[start Material provided]
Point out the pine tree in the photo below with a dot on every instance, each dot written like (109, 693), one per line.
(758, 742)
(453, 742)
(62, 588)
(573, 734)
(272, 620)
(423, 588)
[end Material provided]
*To do*. Copy out all of the data above again, word for word and line by line.

*Reply*.
Point out the pine tree in the photo below with a dot on every instance, each dot written like (109, 693), one per line.
(758, 742)
(453, 742)
(62, 588)
(573, 734)
(272, 620)
(423, 588)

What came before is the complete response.